SUPPLIED RECORDS:
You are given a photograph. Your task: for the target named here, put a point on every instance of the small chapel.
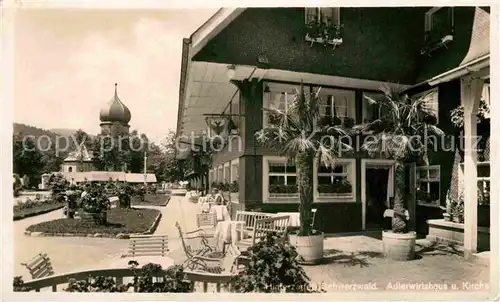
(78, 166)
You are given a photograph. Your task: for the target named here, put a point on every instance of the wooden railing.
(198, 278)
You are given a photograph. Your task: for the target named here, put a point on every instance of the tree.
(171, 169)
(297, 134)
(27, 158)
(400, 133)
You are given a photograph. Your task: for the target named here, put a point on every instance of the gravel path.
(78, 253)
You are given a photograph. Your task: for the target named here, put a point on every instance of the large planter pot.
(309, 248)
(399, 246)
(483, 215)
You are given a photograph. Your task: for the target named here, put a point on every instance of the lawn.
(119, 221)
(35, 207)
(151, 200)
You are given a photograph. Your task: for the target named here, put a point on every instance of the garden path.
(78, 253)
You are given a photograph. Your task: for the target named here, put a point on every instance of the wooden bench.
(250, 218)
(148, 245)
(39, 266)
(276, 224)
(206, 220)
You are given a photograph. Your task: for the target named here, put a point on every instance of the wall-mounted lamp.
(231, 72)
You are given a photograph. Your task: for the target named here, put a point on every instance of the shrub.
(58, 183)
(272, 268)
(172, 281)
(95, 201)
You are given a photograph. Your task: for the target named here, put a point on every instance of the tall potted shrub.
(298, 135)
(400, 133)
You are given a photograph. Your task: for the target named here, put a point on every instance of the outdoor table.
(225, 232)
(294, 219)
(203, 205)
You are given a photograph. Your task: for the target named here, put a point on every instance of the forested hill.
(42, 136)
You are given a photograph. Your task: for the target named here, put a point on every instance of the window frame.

WHAT TO WORK ON:
Without the pictures, copy the material exactly as given.

RIGHT ANSWER:
You are given a photograph. Your task: for the target named here, put a point on every instance of the small chapel.
(78, 166)
You are given a photograph. Your task: for the target named here, put a point on every instance of the wooden railing.
(198, 278)
You are given a photograph. Your task: for the target named here, put a point on every instance of the tree.
(171, 169)
(297, 134)
(27, 158)
(400, 133)
You are given a photograph. Your task: for the target named here, put a point on every instance of the gravel path.
(78, 253)
You are given a photograph. Your task: for the target named here, put a point on every instance of the large planter pot.
(309, 248)
(399, 246)
(483, 215)
You are given a photograph. Your task: for the target named here, put a point on every instance of the lawn.
(119, 221)
(35, 207)
(151, 200)
You are given a photograph. Your task: for the target named here, put a point on every instance of the garden path.
(78, 253)
You are given a photograph. Your task: for the target named here, put a point on every instance of the wooden bench.
(250, 218)
(148, 245)
(39, 266)
(276, 224)
(206, 220)
You are given a photograph. Your task: for the target named here, put a point on every instance of the wall-mounted lamp.
(231, 72)
You are given a photograph. Your task: for the target named here, put a point on every instance of the shrub.
(58, 183)
(272, 268)
(172, 281)
(95, 201)
You are given a photograph. Your task: for the target named here, put a point on every instance of the tall potted shrub.
(298, 135)
(400, 133)
You are given a photograph. Your task: for the target named here, put a point on every instance of the outdoor table.
(225, 232)
(294, 219)
(203, 205)
You are given a photograph. Your task: for the target named here, put a point on every instance of the forested hill.
(42, 136)
You are given a photograph. Your task: for the target named here, put a point on every instance of the window frame.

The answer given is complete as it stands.